_INSTRUCTIONS FOR THE TASK_
Could you return the data below exactly as it appears?

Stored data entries
[Start of section]

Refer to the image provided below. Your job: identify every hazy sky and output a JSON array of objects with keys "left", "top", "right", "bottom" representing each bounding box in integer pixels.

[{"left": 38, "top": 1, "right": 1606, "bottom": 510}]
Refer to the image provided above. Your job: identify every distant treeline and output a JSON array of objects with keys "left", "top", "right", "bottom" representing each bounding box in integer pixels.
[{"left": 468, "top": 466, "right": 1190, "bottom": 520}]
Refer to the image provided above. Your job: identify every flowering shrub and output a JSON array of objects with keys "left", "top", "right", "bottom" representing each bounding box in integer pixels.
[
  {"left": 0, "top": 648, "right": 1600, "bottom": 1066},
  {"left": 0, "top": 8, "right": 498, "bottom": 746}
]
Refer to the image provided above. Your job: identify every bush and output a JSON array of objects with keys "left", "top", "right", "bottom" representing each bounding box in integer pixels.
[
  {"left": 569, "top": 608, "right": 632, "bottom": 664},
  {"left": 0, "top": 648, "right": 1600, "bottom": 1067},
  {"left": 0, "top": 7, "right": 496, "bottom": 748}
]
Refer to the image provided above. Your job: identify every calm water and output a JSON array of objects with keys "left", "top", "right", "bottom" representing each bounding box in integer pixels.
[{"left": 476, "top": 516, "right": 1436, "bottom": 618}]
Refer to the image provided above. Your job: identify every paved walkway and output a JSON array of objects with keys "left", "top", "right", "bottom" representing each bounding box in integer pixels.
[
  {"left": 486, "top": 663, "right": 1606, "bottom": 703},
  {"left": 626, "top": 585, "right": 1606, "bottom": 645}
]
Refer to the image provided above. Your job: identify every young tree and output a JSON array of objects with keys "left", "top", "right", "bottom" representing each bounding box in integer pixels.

[End of section]

_ANSWER TO THIS TASK_
Refer to the image provided below. Your job: identify every hazy sky and output a JSON array of objects with keys "left", "top", "right", "bottom" representing each bounding box in integer pixels.

[{"left": 38, "top": 1, "right": 1606, "bottom": 510}]
Refer to the image provided above. Your job: identify every distant treeline and output a JSON array of objects with keys "left", "top", "right", "bottom" representing each bounding box in integer pixels.
[{"left": 468, "top": 466, "right": 1190, "bottom": 520}]
Refer to the image provided above. Your job: identify every flowering shrub and output a JSON array of objects with keys "left", "top", "right", "bottom" representing each bounding box in integer pixels.
[
  {"left": 0, "top": 648, "right": 1600, "bottom": 1066},
  {"left": 0, "top": 8, "right": 498, "bottom": 746}
]
Refer to the image provided above. Your job: identify every bush and output a JSON array of objects with keys "left", "top", "right", "bottom" representing each bounding box in integer pixels.
[
  {"left": 569, "top": 608, "right": 632, "bottom": 664},
  {"left": 0, "top": 648, "right": 1600, "bottom": 1067},
  {"left": 0, "top": 7, "right": 496, "bottom": 748}
]
Refer to the image provided above. Your job: identify every calm water and output a JSON array of objects with keys "left", "top", "right", "bottom" representing each bounding box in integer pixels.
[{"left": 476, "top": 516, "right": 1436, "bottom": 618}]
Refer to the image provided above. Your job: identify every paved walkway and output a JSON array of objects with keys "left", "top", "right", "bottom" representing each bounding box in integer pixels.
[
  {"left": 486, "top": 663, "right": 1606, "bottom": 703},
  {"left": 626, "top": 585, "right": 1606, "bottom": 645}
]
Refer to the image provided above. Your job: identify every young tree and output a JSON array of objects with keys "left", "top", "right", "bottom" representing each bounding box in integer pixels.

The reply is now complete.